• _PROBLEM STATEMENT_:
Report each line of the entries below that contains the word "white", copying every such line in full.

━━━

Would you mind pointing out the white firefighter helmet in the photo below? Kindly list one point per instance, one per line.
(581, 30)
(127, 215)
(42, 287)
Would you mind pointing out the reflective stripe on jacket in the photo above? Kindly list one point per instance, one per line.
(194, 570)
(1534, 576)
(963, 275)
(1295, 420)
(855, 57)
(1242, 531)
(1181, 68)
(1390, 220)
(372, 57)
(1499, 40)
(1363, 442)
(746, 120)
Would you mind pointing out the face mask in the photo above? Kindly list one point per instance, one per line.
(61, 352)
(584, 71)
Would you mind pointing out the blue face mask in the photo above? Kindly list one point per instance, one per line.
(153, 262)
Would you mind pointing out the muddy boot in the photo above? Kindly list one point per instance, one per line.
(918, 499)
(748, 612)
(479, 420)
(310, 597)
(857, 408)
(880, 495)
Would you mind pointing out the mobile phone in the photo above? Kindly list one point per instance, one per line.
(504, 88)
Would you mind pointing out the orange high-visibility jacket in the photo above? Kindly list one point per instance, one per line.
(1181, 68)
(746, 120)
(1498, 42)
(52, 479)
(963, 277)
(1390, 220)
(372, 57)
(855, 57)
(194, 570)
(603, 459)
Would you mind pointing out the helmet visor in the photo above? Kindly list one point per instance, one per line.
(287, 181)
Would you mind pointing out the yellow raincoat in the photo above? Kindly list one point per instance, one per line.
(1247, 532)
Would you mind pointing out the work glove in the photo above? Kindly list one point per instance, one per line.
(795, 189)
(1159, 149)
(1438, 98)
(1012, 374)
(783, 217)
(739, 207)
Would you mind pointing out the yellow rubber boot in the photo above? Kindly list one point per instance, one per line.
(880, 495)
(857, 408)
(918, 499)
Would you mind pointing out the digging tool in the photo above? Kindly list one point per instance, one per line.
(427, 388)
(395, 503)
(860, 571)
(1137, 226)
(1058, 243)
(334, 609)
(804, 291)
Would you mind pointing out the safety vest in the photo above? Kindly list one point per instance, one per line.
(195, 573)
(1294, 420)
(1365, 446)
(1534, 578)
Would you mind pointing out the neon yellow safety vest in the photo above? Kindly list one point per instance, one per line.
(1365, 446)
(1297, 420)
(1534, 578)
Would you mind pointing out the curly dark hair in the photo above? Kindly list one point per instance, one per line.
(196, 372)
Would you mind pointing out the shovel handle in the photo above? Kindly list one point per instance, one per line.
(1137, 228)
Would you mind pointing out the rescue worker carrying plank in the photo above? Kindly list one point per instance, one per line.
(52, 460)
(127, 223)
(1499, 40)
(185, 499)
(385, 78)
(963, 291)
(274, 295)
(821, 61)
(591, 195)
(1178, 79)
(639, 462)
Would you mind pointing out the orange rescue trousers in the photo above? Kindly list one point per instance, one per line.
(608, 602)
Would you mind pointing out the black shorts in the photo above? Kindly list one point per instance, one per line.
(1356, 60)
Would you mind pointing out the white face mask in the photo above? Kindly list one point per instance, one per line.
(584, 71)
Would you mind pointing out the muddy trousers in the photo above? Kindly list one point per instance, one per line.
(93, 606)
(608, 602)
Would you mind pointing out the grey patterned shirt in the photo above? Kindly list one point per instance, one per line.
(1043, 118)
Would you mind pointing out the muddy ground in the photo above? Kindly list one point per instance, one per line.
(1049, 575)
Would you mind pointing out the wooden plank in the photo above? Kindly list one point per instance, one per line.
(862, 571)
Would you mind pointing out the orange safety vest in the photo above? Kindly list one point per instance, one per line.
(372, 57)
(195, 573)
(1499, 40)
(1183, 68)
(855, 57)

━━━

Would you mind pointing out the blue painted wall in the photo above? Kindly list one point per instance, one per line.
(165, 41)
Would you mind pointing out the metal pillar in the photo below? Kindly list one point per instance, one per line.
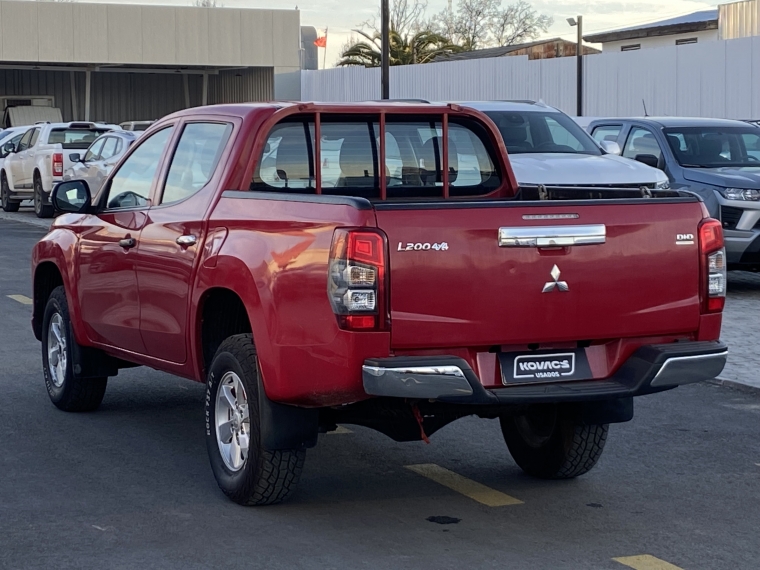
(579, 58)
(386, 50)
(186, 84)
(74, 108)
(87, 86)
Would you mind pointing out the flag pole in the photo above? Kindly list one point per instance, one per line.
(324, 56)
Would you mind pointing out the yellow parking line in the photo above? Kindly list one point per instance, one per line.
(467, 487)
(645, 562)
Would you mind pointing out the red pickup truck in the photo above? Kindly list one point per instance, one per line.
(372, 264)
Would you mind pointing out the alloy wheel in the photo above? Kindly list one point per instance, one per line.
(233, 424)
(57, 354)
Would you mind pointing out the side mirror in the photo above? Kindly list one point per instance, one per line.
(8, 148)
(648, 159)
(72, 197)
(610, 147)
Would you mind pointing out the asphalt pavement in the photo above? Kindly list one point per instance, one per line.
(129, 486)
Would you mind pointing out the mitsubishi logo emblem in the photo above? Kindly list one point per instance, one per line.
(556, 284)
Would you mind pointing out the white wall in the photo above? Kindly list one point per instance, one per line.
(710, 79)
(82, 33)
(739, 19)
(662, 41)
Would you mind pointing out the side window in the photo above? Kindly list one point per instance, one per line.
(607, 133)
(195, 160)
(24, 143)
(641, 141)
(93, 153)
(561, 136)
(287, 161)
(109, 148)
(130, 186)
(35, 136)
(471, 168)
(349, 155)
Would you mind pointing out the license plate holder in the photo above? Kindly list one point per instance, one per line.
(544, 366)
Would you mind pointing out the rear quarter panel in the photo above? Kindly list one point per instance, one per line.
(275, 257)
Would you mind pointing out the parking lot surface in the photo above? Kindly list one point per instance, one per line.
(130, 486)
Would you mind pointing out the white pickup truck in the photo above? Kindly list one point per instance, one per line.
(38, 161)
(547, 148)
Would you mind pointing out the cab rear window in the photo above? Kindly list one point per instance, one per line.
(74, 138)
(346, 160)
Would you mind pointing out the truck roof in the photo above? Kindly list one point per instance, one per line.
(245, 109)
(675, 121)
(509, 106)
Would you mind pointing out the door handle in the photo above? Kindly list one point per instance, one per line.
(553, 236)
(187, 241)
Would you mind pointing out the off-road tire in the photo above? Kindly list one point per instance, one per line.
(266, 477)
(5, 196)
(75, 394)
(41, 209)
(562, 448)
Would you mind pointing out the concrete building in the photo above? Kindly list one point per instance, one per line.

━━━

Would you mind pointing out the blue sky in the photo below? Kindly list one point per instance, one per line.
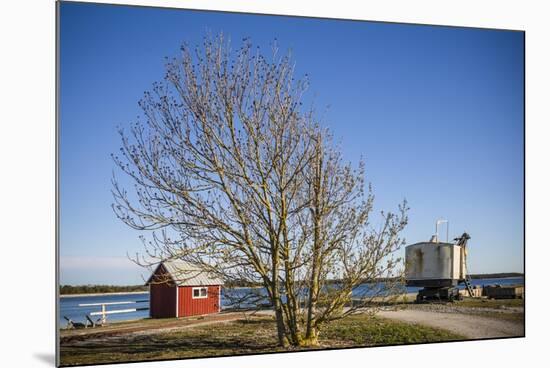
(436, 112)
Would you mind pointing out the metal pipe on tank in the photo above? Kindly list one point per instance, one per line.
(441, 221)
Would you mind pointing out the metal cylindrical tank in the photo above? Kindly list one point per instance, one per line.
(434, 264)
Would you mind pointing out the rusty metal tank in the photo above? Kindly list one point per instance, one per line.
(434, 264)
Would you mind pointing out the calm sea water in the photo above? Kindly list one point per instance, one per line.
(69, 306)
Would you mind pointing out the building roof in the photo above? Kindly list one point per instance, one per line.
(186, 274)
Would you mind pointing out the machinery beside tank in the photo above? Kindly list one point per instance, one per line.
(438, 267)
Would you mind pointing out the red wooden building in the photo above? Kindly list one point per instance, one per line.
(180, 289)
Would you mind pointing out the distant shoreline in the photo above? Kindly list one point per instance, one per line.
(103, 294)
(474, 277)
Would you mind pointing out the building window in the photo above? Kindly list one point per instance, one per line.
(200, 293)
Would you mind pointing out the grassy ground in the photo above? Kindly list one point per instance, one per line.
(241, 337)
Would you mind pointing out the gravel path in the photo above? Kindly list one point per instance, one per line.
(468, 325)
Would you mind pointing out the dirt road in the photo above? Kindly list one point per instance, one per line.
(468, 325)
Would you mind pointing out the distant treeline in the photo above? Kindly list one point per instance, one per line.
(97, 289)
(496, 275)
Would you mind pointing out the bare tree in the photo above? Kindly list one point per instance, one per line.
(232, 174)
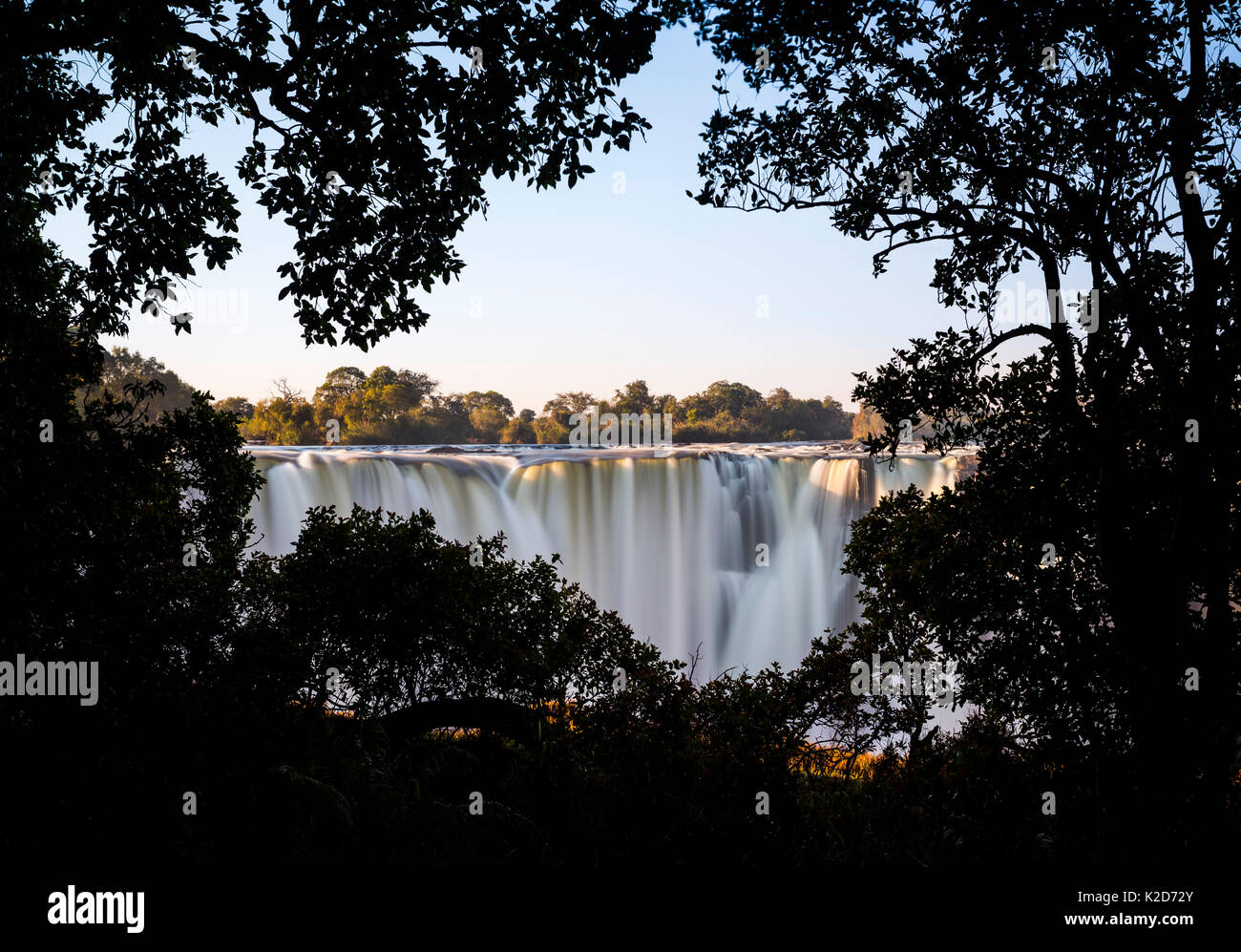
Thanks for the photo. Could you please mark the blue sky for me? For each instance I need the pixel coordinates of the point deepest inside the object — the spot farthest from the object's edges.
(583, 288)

━━━

• _RESULT OF THE EXERCISE_:
Would you mind pointing out the white firefighter helmet in the photo below? Kindly list one point per instance, one per line.
Would you mind pointing out the white face mask in the photo above? Kindly list one point per instance, one per line.
Would you mind pointing out the white wall in the photo above? Kindly list one point per instance, one per line.
Would you mind pointing out the white pickup truck in the photo above? Kindly list one point per instance, one per line.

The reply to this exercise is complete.